* [WORK TO DO] Retype each record below word for word. Leave the pictures out.

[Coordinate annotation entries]

--------

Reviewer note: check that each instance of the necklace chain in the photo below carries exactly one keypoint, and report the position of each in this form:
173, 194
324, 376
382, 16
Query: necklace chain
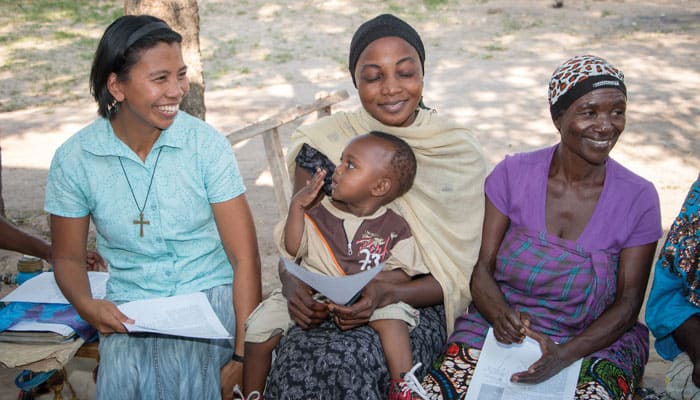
141, 221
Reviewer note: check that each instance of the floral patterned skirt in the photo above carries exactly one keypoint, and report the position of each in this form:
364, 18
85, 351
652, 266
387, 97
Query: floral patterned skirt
327, 363
449, 377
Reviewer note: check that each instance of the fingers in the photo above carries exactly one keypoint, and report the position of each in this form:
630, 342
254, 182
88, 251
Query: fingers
305, 311
508, 329
536, 373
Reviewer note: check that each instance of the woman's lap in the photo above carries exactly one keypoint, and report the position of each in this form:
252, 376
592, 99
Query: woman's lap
166, 367
331, 364
612, 373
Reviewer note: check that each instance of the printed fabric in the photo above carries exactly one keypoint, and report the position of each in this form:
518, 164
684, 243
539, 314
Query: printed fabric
675, 293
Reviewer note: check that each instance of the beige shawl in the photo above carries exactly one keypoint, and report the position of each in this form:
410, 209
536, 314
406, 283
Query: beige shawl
445, 206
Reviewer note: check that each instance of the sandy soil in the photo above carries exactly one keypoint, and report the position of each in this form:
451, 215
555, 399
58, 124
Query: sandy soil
488, 64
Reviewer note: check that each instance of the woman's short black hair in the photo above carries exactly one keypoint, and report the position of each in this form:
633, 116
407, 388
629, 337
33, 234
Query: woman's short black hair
119, 49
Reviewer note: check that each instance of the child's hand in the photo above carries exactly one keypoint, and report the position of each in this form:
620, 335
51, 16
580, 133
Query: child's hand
306, 195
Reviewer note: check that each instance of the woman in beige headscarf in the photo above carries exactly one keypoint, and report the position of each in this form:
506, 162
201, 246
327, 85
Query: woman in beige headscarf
444, 210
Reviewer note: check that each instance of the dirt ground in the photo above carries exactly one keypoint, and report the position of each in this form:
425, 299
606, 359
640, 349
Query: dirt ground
487, 66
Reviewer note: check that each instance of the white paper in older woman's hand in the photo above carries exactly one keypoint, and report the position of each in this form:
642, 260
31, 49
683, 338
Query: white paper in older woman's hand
341, 290
188, 315
498, 361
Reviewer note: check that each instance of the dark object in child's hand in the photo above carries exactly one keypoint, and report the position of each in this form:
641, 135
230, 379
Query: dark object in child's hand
311, 160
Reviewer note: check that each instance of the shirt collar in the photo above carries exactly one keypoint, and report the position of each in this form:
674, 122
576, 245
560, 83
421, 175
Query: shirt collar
102, 141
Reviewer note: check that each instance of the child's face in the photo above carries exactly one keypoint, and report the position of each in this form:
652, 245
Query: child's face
363, 164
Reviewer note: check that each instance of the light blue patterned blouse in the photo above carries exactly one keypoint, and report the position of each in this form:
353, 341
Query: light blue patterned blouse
180, 251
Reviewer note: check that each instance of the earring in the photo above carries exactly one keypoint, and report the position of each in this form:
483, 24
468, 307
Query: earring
112, 108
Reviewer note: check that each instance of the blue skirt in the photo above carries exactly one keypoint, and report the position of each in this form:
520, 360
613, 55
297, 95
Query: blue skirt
151, 366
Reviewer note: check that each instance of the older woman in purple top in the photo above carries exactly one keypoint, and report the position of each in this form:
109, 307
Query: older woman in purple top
568, 241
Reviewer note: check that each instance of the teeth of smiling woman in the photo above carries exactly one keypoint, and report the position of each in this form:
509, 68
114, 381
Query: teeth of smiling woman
168, 109
599, 142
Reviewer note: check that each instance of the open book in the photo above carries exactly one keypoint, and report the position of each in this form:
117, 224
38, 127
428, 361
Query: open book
343, 290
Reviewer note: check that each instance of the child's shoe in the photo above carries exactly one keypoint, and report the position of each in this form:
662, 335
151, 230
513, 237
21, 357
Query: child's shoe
408, 387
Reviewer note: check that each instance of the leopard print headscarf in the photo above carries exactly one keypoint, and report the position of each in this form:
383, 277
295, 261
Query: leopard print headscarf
578, 76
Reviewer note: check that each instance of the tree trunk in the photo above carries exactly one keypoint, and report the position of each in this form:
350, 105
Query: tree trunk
183, 17
2, 201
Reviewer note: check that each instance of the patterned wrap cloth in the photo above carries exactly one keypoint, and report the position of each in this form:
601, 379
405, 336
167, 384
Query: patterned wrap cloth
675, 293
578, 76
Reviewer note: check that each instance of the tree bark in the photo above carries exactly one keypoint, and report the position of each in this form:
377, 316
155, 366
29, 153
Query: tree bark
183, 17
2, 201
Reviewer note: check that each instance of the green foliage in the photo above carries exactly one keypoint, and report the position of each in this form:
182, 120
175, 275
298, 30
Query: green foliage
48, 46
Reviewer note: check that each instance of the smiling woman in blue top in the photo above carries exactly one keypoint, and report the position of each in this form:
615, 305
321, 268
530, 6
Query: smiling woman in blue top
165, 195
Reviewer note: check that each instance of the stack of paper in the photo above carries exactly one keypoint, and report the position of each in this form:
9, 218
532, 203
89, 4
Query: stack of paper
39, 313
189, 315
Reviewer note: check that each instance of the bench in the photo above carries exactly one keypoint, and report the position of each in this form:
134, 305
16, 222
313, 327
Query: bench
269, 129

--------

* [TASK RESPONSE]
Reviewer note: check that each instance of the necklace chain in the photo below carries exactly one keypoint, and report the position of each in this form:
173, 194
324, 376
382, 16
Query: necklace chain
141, 221
Reviewer note: check that each instance of the floral patterned skirt in the photo above carries exactly one keypoint, and report the position of each in this form:
364, 18
85, 351
652, 266
387, 97
Query: floral patterned skirt
327, 363
449, 377
Reviewer note: check that each instance of the fingers in the photo above carries exactly one keypoint, and report the position of each in this form:
630, 342
254, 182
88, 251
Query: fingers
305, 311
508, 329
536, 373
Reviewer note: check that each instance of the woman's lap in the photo above carries exactly one keypoint, and report the position of each in this form:
252, 376
592, 99
Query: woman's lap
166, 367
331, 364
612, 373
Reviewer note: check that each instance of the printed fabric in the photo above carries exactly one keypoint, and report the position of each in this form:
518, 164
684, 243
539, 314
Query: printed fabric
675, 293
Reviewer note: check that each instance of the beige shawl in the photo above carries exactly one keypoint, and report the position of each in this form:
410, 209
536, 314
406, 283
Query: beige shawl
445, 206
Reviewer note: check that each instance of the sandy soil in the photo above carries exactly one keypoint, and report the position of each in this form:
451, 215
555, 399
58, 124
Query: sandy soil
488, 64
Reviewer note: check that each instance of the woman's short black hair in the photo above carries exactly one keypoint, and report the position of each in this form:
633, 116
407, 388
629, 337
33, 234
Query: woman's short black hair
119, 49
Reviewer note: check that each instance of the child's hand in the photo above carries exactly one keypoint, and report the position of each in this form:
620, 335
51, 16
580, 133
Query: child's hand
306, 195
Reviewer note: check that each instance of the woman in beige headscarf in the photo above carries exactly one keypoint, and report the position of each in this form:
506, 162
201, 246
327, 85
Query: woman in beige headscarf
444, 210
Reviewer note: check that each instance of the dirt ground in the photo above carries exactly one keypoint, and report the position of each in this form:
425, 299
606, 359
640, 349
Query: dirt ground
487, 66
Reviewer note: check that each instance of the white paper in older woman's hand in the photo above carries exactly one keypoint, and report the position of each in this form:
642, 260
31, 49
683, 338
Query: white paper in older woman's hand
341, 290
188, 315
498, 361
Reviewer note: check that each instance of the dark object in child's hand in the photo above carries exactly one keypoint, and report the position of each in this form:
641, 135
230, 379
Query: dark object in child's hand
311, 160
Reviewer note: check that each instance of the shirt collar in the photo above carries exactly one keypoint, and report the position of each in this form:
674, 122
576, 245
560, 83
421, 175
Query: shirt collar
102, 141
Reviewer note: check that each instance of the child's face in the photo above carries exactly one keypoint, and report the position of each in this form:
652, 245
Query: child's face
363, 164
Reviewer note: check that each instance of the light blue patterned blouse in the photo above carries exactly one keypoint, and report the position of each in this form:
353, 341
Query: light blue patterned blouse
180, 251
Reviewer note: check that each instance of the earring in the photo above carries exactly one keypoint, and report the position of each in this form:
483, 24
468, 307
Query: earring
112, 108
Reviewer note: check that each instance of the blue skirt in the photo above carries exactly one keypoint, and report the position of each in this form:
520, 360
613, 55
297, 95
Query: blue skirt
151, 366
Reviewer note: check that each instance of the older woman in purple top in the photo above carries exactly one keypoint, and report the position of each in this form:
109, 307
Query: older woman in purple top
568, 241
Reviewer note: check that each instance of the teeth of smiling woman in the photo above carries exactly one keypoint, and report the position of each in this form:
509, 68
114, 381
Query: teeth of smiling woman
168, 109
599, 142
Reviewer note: check that each instance of the open book in the photo above carries exactly one keypoint, and report the position of each in this form:
117, 224
38, 127
428, 361
Query: open book
343, 290
Reviewer note: check that each instance of the child's shoe in the photo above carries exactly one keypoint, and report the position of each in this form:
662, 335
151, 230
513, 237
21, 357
Query: child's shoe
408, 387
Reviewer note: check that each instance of the leopard print headscarf in the photo above carries exactly one keypoint, and report the position of each in this form:
383, 277
295, 261
Query: leopard print headscarf
578, 76
Reviewer note: check that each instance of the tree trunk in the photo above carries exactly one keypoint, and report the position of each in this form:
350, 105
Query: tree trunk
183, 17
2, 201
Reviewer note: check that each instance of the patterned wrap cloth in the photo above carries exactly one keypoint, and report the position of each in this form:
601, 379
405, 336
167, 384
Query: patterned wrap cloth
675, 293
578, 76
Reviewer note: check that each instance of the tree bark in the photo above carries exactly one keypoint, and report the position of each in this form:
377, 316
155, 366
29, 153
Query: tree bark
183, 17
2, 201
Reviewer note: check that each instance of the green foliage in the photo above carries exactly one keypoint, and report the position of each in this form:
182, 120
175, 275
298, 30
Query: green foliage
48, 46
Reviewer note: check that each instance of the smiling woman in blue top in the photo above carries exactly one keypoint, and report the position of each in this form:
615, 305
321, 268
530, 6
Query: smiling woman in blue top
165, 195
Reviewer note: check that each instance of the stack of paper in the photo above carries exactly one keypoint, and report the position of each in this form:
9, 218
532, 203
89, 4
Query: stack of paper
39, 313
189, 315
Reviewer note: check that each instance of the bench in the photo above carries exactly one keypoint, and report the position of each in this form:
134, 305
16, 222
313, 327
Query: bench
269, 129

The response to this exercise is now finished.